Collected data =
########

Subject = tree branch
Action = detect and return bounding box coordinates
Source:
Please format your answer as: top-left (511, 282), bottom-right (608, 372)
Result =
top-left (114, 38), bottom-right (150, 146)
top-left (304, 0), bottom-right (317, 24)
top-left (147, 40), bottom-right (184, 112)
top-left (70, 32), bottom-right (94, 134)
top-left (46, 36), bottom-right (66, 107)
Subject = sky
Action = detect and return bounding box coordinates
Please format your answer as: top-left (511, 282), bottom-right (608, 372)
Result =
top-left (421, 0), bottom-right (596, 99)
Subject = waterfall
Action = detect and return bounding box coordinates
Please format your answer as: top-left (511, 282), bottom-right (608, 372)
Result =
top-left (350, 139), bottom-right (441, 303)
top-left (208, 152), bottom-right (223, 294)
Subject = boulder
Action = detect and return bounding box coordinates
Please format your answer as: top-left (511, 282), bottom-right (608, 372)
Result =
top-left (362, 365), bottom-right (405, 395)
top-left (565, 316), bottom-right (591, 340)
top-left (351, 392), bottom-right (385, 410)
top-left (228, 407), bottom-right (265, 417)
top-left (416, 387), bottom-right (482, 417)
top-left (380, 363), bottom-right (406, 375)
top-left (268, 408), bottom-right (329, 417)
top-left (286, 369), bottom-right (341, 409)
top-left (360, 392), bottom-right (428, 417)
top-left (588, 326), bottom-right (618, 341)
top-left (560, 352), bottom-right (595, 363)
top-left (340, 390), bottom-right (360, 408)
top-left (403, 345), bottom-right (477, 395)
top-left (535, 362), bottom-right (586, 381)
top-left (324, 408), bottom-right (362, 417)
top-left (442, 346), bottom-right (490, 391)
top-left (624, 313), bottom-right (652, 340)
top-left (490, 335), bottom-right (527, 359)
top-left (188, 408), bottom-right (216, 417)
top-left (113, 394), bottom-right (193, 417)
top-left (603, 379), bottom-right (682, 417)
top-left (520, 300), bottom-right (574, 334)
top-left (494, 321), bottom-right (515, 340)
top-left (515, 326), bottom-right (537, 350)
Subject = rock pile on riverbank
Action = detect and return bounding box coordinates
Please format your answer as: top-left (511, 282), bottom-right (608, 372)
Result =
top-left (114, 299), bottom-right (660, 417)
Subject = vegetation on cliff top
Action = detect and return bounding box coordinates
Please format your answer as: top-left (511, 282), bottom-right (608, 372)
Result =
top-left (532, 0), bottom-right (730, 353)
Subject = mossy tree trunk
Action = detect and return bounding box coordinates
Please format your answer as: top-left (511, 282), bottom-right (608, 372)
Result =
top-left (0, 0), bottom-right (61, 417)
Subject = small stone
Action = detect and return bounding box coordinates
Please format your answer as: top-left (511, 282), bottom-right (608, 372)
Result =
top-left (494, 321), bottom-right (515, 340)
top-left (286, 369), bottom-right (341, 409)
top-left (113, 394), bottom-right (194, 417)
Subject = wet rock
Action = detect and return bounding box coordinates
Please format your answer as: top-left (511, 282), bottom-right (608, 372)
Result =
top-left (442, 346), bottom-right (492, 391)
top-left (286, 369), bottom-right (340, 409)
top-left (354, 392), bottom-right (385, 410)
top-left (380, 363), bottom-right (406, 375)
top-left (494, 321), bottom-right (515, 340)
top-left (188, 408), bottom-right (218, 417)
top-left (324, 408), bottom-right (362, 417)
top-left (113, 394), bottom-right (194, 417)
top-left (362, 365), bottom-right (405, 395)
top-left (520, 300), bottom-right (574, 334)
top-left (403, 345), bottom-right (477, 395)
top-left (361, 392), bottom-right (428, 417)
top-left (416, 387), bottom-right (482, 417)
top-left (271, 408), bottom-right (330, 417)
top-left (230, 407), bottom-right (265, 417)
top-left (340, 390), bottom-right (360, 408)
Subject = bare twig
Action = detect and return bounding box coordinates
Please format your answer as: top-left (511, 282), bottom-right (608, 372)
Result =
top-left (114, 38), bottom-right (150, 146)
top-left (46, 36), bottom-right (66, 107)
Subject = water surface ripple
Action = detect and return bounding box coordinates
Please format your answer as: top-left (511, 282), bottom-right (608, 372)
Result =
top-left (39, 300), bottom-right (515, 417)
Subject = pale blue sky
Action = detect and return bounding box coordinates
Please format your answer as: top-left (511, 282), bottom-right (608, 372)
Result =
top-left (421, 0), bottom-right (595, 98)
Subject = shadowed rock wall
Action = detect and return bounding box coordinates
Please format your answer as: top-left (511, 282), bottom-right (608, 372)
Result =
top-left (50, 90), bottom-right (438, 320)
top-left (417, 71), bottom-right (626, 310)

########

Reproduce all of the records above line for line, with no changes.

Expected output =
Subject = tree branch
Action = detect and return bounding box coordinates
Source:
Please format your answer as: top-left (511, 282), bottom-right (608, 372)
Result =
top-left (114, 38), bottom-right (150, 146)
top-left (304, 0), bottom-right (317, 24)
top-left (147, 40), bottom-right (184, 112)
top-left (70, 32), bottom-right (94, 134)
top-left (46, 36), bottom-right (66, 107)
Subject = sky
Action = detect and return bounding box coordinates
Please format your answer as: top-left (511, 282), bottom-right (608, 372)
Result =
top-left (421, 0), bottom-right (596, 99)
Subject = waterfall
Action = detect and return bounding box coordinates
Please format your answer as: top-left (511, 282), bottom-right (608, 372)
Result =
top-left (350, 139), bottom-right (441, 303)
top-left (208, 152), bottom-right (223, 294)
Subject = boulder
Action = detect and return bounding box coordinates
Please format your answer as: top-left (511, 282), bottom-right (608, 372)
Result =
top-left (362, 365), bottom-right (405, 395)
top-left (565, 316), bottom-right (591, 340)
top-left (351, 392), bottom-right (385, 410)
top-left (228, 407), bottom-right (265, 417)
top-left (416, 387), bottom-right (482, 417)
top-left (380, 363), bottom-right (406, 375)
top-left (268, 408), bottom-right (329, 417)
top-left (286, 369), bottom-right (341, 409)
top-left (360, 392), bottom-right (428, 417)
top-left (588, 326), bottom-right (618, 341)
top-left (560, 352), bottom-right (595, 363)
top-left (340, 390), bottom-right (360, 408)
top-left (403, 345), bottom-right (477, 395)
top-left (535, 362), bottom-right (586, 381)
top-left (324, 408), bottom-right (362, 417)
top-left (442, 346), bottom-right (490, 391)
top-left (624, 313), bottom-right (652, 340)
top-left (490, 335), bottom-right (527, 359)
top-left (188, 408), bottom-right (216, 417)
top-left (113, 394), bottom-right (193, 417)
top-left (603, 379), bottom-right (682, 417)
top-left (520, 300), bottom-right (574, 334)
top-left (494, 321), bottom-right (515, 340)
top-left (515, 326), bottom-right (537, 350)
Subject = rock pile on riverbank
Action = detect and return bounding box coordinates
Please format your answer as: top-left (511, 282), bottom-right (608, 372)
Result =
top-left (114, 299), bottom-right (660, 417)
Subject = vegetation on cliff top
Action = detect and return bounding box coordinates
Please format your answer as: top-left (511, 282), bottom-right (608, 372)
Result =
top-left (532, 0), bottom-right (730, 353)
Subject = mossy tree trunk
Action = detect and return bounding box coordinates
Please format your answer as: top-left (511, 282), bottom-right (608, 372)
Result =
top-left (0, 0), bottom-right (61, 417)
Subject = small stone
Action = detect and return bounding box coordinates
Please format your answer as: top-left (511, 282), bottom-right (608, 372)
Result =
top-left (494, 321), bottom-right (515, 340)
top-left (286, 369), bottom-right (341, 409)
top-left (113, 394), bottom-right (194, 417)
Subject = wet rock
Action = detect and return bounding box coordinates
Please format your answer as: top-left (511, 282), bottom-right (608, 372)
Result =
top-left (442, 346), bottom-right (492, 391)
top-left (286, 369), bottom-right (340, 409)
top-left (354, 392), bottom-right (385, 410)
top-left (380, 363), bottom-right (406, 375)
top-left (494, 321), bottom-right (515, 340)
top-left (188, 408), bottom-right (218, 417)
top-left (324, 408), bottom-right (362, 417)
top-left (113, 394), bottom-right (194, 417)
top-left (362, 365), bottom-right (405, 395)
top-left (520, 300), bottom-right (574, 334)
top-left (403, 345), bottom-right (477, 395)
top-left (361, 392), bottom-right (428, 417)
top-left (416, 387), bottom-right (482, 417)
top-left (271, 408), bottom-right (330, 417)
top-left (230, 407), bottom-right (265, 417)
top-left (340, 390), bottom-right (360, 408)
Subject = bare twig
Action = detect and return bounding box coordinates
Please format your answer as: top-left (511, 282), bottom-right (608, 372)
Result =
top-left (114, 38), bottom-right (150, 146)
top-left (46, 36), bottom-right (66, 107)
Subject = water surface ripple
Action = detect and return bounding box coordinates
Please format your answer as: top-left (511, 282), bottom-right (608, 372)
Result =
top-left (39, 300), bottom-right (515, 417)
Subject = pale blue sky
Action = detect and return bounding box coordinates
Please format your answer as: top-left (511, 282), bottom-right (608, 372)
Result =
top-left (421, 0), bottom-right (595, 98)
Subject = shadowed rock wall
Action = detect and return bounding box coordinates
Please format your answer as: top-left (511, 282), bottom-right (608, 372)
Result =
top-left (50, 90), bottom-right (438, 320)
top-left (417, 71), bottom-right (626, 310)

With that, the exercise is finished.